### Extracted data entries
◆ ◆ ◆ ◆

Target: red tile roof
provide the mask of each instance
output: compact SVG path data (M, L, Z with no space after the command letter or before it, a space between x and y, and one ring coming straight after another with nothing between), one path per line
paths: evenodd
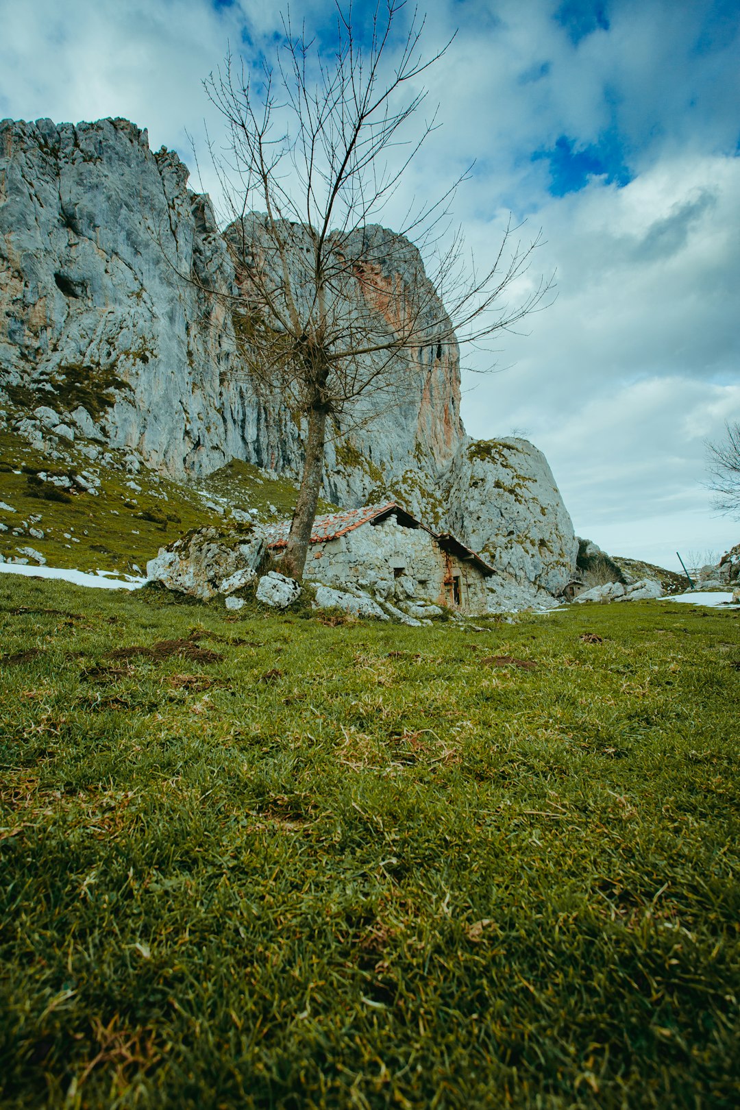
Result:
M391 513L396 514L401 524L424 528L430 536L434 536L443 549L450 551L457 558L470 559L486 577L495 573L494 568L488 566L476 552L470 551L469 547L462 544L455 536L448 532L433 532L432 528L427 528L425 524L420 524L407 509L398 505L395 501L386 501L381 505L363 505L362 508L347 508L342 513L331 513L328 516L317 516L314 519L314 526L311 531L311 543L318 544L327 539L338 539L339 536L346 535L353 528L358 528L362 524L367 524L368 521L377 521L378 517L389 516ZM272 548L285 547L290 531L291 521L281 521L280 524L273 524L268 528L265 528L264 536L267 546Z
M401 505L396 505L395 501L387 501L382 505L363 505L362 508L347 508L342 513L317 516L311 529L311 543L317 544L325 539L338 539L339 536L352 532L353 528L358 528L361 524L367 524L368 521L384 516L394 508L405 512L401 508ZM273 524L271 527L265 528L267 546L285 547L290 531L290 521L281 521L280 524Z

◆ ◆ ◆ ◆

### DIRECTIONS FOR THIS TASK
Arrange every line of the material above as a Markdown table with the columns No. and Line, numbering each row and omitting blank lines. Leave the pictures out of the table.

### THE COMPLETED TASK
| No. | Line |
|---|---|
| 1 | Target: red tile roof |
| 2 | provide the mask of each instance |
| 3 | output: compact SVG path data (M, L, Z with no space after the command letter or before it, a space between x and y, and one ring coming straight after another with nothing between), one path per line |
| 4 | paths: evenodd |
| 5 | Result: |
| 6 | M391 513L396 514L401 524L424 528L430 536L434 536L443 549L450 551L457 558L470 559L486 577L495 573L494 568L488 566L476 552L470 551L469 547L462 544L455 536L448 532L433 532L432 528L427 528L425 524L420 524L407 509L398 505L395 501L386 501L381 505L363 505L362 508L347 508L342 513L331 513L328 516L317 516L314 519L314 526L311 531L311 543L318 544L327 539L338 539L339 536L346 535L353 528L358 528L362 524L367 524L368 521L377 521L378 517L389 516ZM272 548L285 547L290 531L291 521L281 521L280 524L273 524L268 528L265 528L264 536L267 546Z |
| 7 | M401 505L396 505L395 501L387 501L382 505L363 505L362 508L347 508L342 513L317 516L311 529L311 543L317 544L325 539L338 539L339 536L352 532L353 528L358 528L361 524L367 524L368 521L384 516L394 508L405 512L401 508ZM273 524L271 527L265 528L267 546L285 547L290 531L290 521L281 521L280 524Z |